### Input rows
◆ ◆ ◆ ◆ ◆ ◆ ◆

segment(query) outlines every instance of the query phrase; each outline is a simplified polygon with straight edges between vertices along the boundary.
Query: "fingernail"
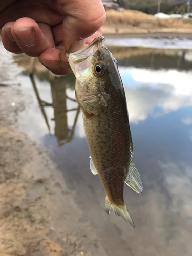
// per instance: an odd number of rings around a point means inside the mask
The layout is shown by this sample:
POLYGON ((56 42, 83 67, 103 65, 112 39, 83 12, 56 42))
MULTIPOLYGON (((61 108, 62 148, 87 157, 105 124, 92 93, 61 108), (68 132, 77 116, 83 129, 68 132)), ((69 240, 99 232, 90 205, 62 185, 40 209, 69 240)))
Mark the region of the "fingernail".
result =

◆ ◆ ◆ ◆ ◆ ◆ ◆

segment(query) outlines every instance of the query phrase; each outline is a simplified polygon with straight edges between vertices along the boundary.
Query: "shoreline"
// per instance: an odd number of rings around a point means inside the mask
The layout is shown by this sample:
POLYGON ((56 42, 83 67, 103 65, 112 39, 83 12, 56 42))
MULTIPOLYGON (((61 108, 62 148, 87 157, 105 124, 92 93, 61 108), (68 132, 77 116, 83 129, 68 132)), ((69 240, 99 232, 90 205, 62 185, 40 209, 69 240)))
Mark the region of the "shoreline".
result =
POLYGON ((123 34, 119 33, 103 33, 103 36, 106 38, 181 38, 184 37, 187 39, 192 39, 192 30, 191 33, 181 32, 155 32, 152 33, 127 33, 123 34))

◆ ◆ ◆ ◆ ◆ ◆ ◆

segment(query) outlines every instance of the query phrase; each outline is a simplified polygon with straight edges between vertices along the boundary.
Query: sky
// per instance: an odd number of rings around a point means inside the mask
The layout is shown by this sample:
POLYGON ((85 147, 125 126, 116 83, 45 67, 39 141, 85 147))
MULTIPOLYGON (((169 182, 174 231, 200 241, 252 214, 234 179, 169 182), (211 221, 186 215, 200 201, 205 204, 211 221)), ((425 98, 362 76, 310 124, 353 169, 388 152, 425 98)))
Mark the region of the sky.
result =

◆ ◆ ◆ ◆ ◆ ◆ ◆

### What the task requires
Identify each line in the items above that contains the word "region", and copy those lines.

### Worked solution
Mark the region of the "fingernail".
Mark the region of the "shoreline".
Mark the region of the sky.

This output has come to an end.